Task — Reproduce verbatim the lines below, starting at the line that contains "task | put a marker on each instance of the metal" and ending at the line that contains "x=100, y=104", with both of those lines included.

Data provided —

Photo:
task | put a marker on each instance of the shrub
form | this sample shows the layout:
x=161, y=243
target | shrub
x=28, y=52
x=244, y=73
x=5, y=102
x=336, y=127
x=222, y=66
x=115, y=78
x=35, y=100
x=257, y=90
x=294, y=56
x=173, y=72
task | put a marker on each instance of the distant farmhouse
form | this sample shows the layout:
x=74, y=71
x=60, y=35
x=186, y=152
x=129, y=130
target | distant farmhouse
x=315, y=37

---

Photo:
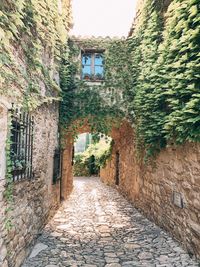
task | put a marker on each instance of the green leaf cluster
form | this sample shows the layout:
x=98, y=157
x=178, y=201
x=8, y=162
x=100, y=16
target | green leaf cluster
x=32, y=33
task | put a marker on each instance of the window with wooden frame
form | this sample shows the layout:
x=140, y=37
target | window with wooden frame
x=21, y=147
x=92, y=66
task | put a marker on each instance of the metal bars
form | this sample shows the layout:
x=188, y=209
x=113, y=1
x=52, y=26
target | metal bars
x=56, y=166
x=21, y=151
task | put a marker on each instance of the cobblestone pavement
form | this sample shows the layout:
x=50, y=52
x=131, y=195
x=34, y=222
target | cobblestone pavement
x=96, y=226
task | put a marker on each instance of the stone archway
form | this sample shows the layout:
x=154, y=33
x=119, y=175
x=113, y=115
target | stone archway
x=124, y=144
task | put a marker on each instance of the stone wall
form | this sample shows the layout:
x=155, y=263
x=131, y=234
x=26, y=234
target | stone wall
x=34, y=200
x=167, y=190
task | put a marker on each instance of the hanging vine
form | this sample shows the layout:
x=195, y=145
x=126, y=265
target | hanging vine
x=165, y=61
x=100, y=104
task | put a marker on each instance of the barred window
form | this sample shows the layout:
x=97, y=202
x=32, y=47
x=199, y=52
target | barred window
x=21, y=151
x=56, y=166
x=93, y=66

Task result —
task | put a marker on each instance of the metal bars
form | this sample shows the layout:
x=188, y=209
x=113, y=1
x=52, y=26
target | metal bars
x=56, y=166
x=21, y=151
task | put a marker on each instance of the cobblestone pavement
form | this sample shows the layout:
x=50, y=52
x=131, y=195
x=34, y=222
target | cobblestone pavement
x=96, y=226
task | put a marker on each instance of the stone archway
form | this sample shows the layout:
x=154, y=33
x=119, y=175
x=113, y=115
target | stone archway
x=124, y=144
task | put a marker on each instance of the stone wall
form | this sample shows the layout:
x=155, y=263
x=131, y=234
x=26, y=234
target | stone wall
x=34, y=200
x=167, y=190
task | put a marker on each instance of the hanging vine
form | this sample shows the layout:
x=195, y=145
x=126, y=265
target | hanging vine
x=165, y=61
x=100, y=104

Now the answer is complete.